*Brief*
Which lines in the records contain the string "Target", with case counting? Return each of those lines in full.

Records
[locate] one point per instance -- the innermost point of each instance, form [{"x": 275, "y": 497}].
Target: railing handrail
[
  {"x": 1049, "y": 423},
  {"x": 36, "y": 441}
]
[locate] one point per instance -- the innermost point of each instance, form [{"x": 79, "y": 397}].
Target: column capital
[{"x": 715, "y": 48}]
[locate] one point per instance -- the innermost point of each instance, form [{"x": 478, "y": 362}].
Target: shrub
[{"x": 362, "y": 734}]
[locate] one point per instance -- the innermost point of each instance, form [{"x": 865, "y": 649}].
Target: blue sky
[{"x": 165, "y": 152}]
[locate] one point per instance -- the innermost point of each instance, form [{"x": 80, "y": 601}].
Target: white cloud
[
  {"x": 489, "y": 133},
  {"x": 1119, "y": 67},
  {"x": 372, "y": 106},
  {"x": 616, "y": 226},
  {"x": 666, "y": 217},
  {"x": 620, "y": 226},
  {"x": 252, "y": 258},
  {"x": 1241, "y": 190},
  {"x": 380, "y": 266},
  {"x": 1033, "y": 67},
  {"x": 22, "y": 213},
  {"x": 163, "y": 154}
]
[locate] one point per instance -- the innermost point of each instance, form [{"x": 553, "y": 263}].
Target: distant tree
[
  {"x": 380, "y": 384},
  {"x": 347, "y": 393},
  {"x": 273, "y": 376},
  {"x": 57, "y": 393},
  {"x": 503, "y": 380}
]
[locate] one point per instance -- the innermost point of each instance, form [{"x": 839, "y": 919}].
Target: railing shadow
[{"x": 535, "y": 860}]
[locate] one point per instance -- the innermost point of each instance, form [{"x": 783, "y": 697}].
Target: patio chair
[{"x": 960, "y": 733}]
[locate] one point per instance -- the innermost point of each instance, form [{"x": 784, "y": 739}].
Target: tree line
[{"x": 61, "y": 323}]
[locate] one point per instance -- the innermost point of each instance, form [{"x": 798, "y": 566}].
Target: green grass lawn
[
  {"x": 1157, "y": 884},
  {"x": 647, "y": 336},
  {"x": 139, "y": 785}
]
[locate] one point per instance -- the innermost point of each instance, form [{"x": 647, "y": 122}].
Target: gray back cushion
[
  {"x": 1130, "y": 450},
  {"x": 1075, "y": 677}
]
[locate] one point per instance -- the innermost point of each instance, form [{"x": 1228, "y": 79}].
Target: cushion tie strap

*Solution to this exercise*
Target: railing handrail
Target: column capital
Target: shrub
Target: blue sky
Target: white cloud
Target: distant tree
Target: railing shadow
Target: patio chair
Target: tree line
Target: green grass lawn
Target: gray back cushion
Target: cushion tie strap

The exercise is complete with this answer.